# Task statement:
Reproduce the following Big History transcript in full, word for word, keeping every line as it appears.

# Source extract:
You might think that such a scale would be filled

with way too much detail,

but the amount of detail an answer requires depends

on the nature of the question.

Some questions can only be explored by zooming out.

That is what Big History does.

Speaking of zoomed out, this is"Earthrise,"

one of the most famous photographs of all time.

William Anders, an Apollo astronaut,

took it in 1968.

From the surface of another world,

we see our planet as a little ball in space.

No borders, no people, no buildings,

just oceans and clouds and continents

being shined upon by the sun.

That sheer expansion of scale gives me perspective.

It lets me imagine all the complexity of life on Earth,

from the gasoline engine that powered my trip

to the studio, to political instability

in Nepal as part of a thriving, living, teeming mass of life

loading in the emptiness of space.

So what that photograph does for physical space,

Big History aims to do for everything.

I mean, we want to contextualize all of existence.

We want to outline the most powerful

and important breakthroughs, the tremendous scale of existence,

and how we know what we know, and why we're sure we know it.

All right, let's go to the Thought Bubble.

So, the Universe is big-- like, really big--

and it's also old-- like, 13.8 billion years old.

Which is enough years that there is no way

to actually comprehend it, so let's just compress

that age to 13 years--

small enough that our puny brains can handle it.

On that time scale, the Universe would have begun 13 years ago,

in 2001.

# Data block:
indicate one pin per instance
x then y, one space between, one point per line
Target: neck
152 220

# The reply:
You might think that such a scale would be filled

with way too much detail,

but the amount of detail an answer requires depends

on the nature of the question.

Some questions can only be explored by zooming out.

That is what Big History does.

Speaking of zoomed out, this is"Earthrise,"

one of the most famous photographs of all time.

William Anders, an Apollo astronaut,

took it in 1968.

From the surface of another world,

we see our planet as a little ball in space.

No borders, no people, no buildings,

just oceans and clouds and continents

being shined upon by the sun.

That sheer expansion of scale gives me perspective.

It lets me imagine all the complexity of life on Earth,

from the gasoline engine that powered my trip

to the studio, to political instability

in Nepal as part of a thriving, living, teeming mass of life

loading in the emptiness of space.

So what that photograph does for physical space,

Big History aims to do for everything.

I mean, we want to contextualize all of existence.

We want to outline the most powerful

and important breakthroughs, the tremendous scale of existence,

and how we know what we know, and why we're sure we know it.

All right, let's go to the Thought Bubble.

So, the Universe is big-- like, really big--

and it's also old-- like, 13.8 billion years old.

Which is enough years that there is no way

to actually comprehend it, so let's just compress

that age to 13 years--

small enough that our puny brains can handle it.

On that time scale, the Universe would have begun 13 years ago,

in 2001.